What this task involves:
Filter the entries and copy out every line that contains the string "bare".

Saved data entries:
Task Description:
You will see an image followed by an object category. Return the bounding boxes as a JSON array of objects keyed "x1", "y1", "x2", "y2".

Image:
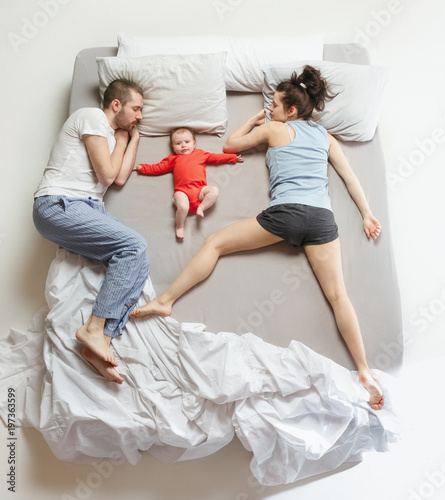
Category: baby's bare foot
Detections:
[
  {"x1": 76, "y1": 317, "x2": 117, "y2": 366},
  {"x1": 82, "y1": 347, "x2": 124, "y2": 384}
]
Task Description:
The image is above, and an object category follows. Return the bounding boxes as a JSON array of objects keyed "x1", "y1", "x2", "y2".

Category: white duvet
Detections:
[{"x1": 0, "y1": 250, "x2": 399, "y2": 485}]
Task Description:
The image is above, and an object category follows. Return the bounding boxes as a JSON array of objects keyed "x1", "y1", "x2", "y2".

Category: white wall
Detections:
[{"x1": 0, "y1": 0, "x2": 445, "y2": 500}]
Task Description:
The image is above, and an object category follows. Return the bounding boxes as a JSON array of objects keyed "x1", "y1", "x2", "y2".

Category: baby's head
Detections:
[{"x1": 170, "y1": 127, "x2": 196, "y2": 155}]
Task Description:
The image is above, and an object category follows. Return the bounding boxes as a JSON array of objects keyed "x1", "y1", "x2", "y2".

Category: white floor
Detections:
[{"x1": 0, "y1": 0, "x2": 445, "y2": 500}]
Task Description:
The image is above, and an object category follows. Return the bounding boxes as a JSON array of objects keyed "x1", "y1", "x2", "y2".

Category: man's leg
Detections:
[{"x1": 34, "y1": 196, "x2": 148, "y2": 363}]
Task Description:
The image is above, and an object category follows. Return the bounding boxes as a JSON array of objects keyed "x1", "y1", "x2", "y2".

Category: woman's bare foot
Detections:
[
  {"x1": 130, "y1": 298, "x2": 172, "y2": 318},
  {"x1": 82, "y1": 347, "x2": 124, "y2": 384},
  {"x1": 76, "y1": 315, "x2": 117, "y2": 366},
  {"x1": 359, "y1": 372, "x2": 385, "y2": 410}
]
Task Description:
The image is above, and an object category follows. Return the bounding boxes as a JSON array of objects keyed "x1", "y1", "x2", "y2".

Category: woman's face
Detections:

Result for this task:
Category: baby's bare foot
Category: woman's bare foot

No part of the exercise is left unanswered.